### PAGE EXTRACT

This well-known story about time travel revolves around a business called Time Safari, Inc. Time Safari promises to take people back in time so they can hunt prehistoric animals, such as Tyrannosaurus rex.

In order to avoid a time paradox, they are very careful to leave history undisturbed on the principle that even the slightest change can cause major changes in the future. Travelers are only allowed to shoot animals that are already about to die, and they are required to stay on a path which hovers slightly above the ground. Hunting trophies are not taken; no souvenir is allowed except a photograph of the hunter standing next to the dead monster.

In the story, a man leaves the floating path. Upon returning to the present, he notices subtle changes. English spelling is different, people and buildings are different, and the country appears to be more conservative politically (The story was published during Dwight Eisenhower's first presidential campaign). Looking at his boots, the man finds a crushed butterfly, apparently the cause of the changes.

The story is a fictional exploration of the Butterfly Effect (or "sensitive dependence upon initial conditions," in the words of Edward Lorenz) through the literary device of time travel. Interestingly, the story pre-dates the work of Edward Lorenz by nearly 10 years, long before the term was coined and the principles understood by the scientific community. The same effect occurs in planetary dynamics and was studied by Poincare in the 1900's, but not under its modern name. These subjects are grouped into the mathematical field of chaos theory.

### STATED PROBLEM
Print the passage on the time travel story word for word, starting at "In order to" and ending at "of the changes.". The lines that come after this passage are separate material and have no connection to it.

### EXCERPTED DATA
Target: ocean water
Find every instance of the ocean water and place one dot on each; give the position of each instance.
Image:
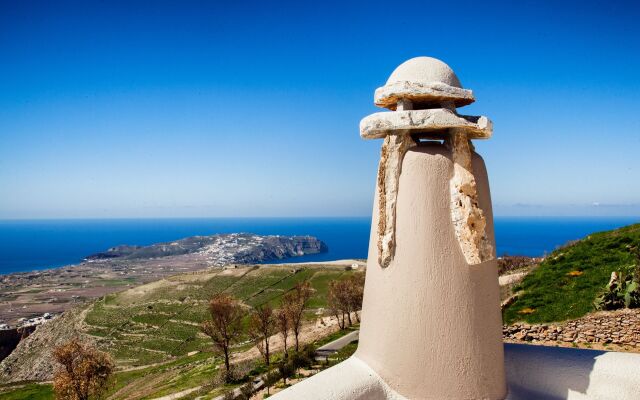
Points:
(39, 244)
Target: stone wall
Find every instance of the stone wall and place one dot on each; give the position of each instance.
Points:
(608, 329)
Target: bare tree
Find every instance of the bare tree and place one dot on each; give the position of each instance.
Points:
(261, 326)
(335, 305)
(225, 324)
(84, 371)
(295, 304)
(355, 284)
(345, 298)
(283, 325)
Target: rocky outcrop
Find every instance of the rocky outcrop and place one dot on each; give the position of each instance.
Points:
(620, 328)
(32, 360)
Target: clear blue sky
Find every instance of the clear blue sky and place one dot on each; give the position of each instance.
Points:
(174, 109)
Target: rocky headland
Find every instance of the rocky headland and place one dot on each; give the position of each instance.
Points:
(26, 295)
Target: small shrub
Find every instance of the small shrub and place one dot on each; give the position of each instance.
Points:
(623, 291)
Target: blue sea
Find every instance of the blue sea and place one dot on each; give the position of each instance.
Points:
(27, 245)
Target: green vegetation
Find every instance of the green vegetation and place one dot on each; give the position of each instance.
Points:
(155, 322)
(567, 283)
(32, 391)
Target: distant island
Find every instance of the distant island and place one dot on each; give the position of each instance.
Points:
(28, 295)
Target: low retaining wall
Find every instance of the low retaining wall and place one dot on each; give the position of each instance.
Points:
(618, 328)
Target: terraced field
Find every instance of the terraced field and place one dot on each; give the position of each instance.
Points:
(159, 321)
(152, 331)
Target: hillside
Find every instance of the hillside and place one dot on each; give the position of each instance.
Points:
(567, 282)
(152, 331)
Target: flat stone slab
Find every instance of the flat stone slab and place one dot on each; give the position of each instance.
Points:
(421, 93)
(379, 125)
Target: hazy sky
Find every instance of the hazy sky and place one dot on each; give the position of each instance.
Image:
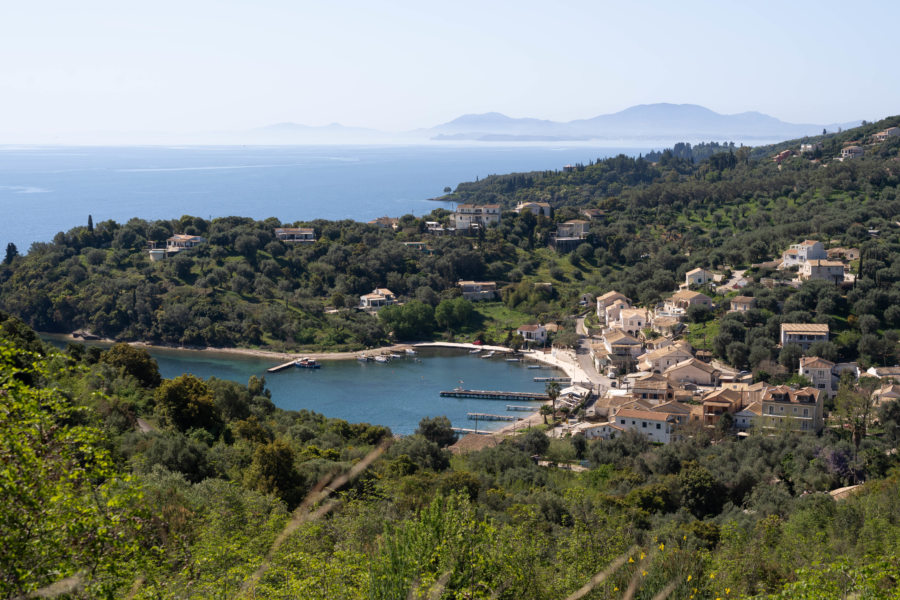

### ANSWER TO THE PROBLEM
In order to avoid a time paradox, they are very careful to leave history undisturbed on the principle that even the slightest change can cause major changes in the future. Travelers are only allowed to shoot animals that are already about to die, and they are required to stay on a path which hovers slightly above the ground. Hunting trophies are not taken; no souvenir is allowed except a photograph of the hunter standing next to the dead monster.

In the story, a man leaves the floating path. Upon returning to the present, he notices subtle changes. English spelling is different, people and buildings are different, and the country appears to be more conservative politically (The story was published during Dwight Eisenhower's first presidential campaign). Looking at his boots, the man finds a crushed butterfly, apparently the cause of the changes.